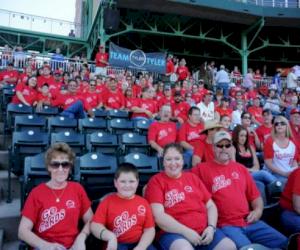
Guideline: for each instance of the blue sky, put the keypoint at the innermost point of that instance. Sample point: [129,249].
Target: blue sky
[58,9]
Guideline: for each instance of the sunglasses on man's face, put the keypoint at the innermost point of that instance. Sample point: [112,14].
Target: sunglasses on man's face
[279,123]
[57,164]
[228,145]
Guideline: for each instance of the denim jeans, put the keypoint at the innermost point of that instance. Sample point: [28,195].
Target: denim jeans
[76,110]
[263,176]
[130,246]
[291,221]
[225,87]
[258,232]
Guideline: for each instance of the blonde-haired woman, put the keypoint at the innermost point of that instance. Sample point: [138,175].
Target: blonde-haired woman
[280,152]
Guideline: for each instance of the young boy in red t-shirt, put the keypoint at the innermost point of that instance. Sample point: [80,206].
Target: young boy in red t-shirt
[124,219]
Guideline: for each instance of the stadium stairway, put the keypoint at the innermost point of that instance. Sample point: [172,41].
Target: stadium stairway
[9,212]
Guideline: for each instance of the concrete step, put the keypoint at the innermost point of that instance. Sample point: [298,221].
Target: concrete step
[15,186]
[14,245]
[10,219]
[4,159]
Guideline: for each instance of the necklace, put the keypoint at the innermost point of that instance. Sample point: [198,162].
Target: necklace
[58,197]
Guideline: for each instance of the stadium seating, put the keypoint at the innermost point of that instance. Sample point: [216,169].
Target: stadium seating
[102,142]
[30,122]
[75,140]
[61,123]
[96,173]
[90,125]
[133,142]
[47,111]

=======

- [Directions]
The lines from the one holding "Guideline: for each instance of the stadium seating, put" to the last line of the entries, both included: retype them exactly and give nothing else.

- [Task output]
Guideline: for each instance of the stadium seating, put the keypoint at the innermost point of that instance. Sample point: [216,169].
Target: stadium seating
[102,142]
[30,122]
[75,140]
[61,123]
[96,173]
[90,125]
[133,142]
[47,111]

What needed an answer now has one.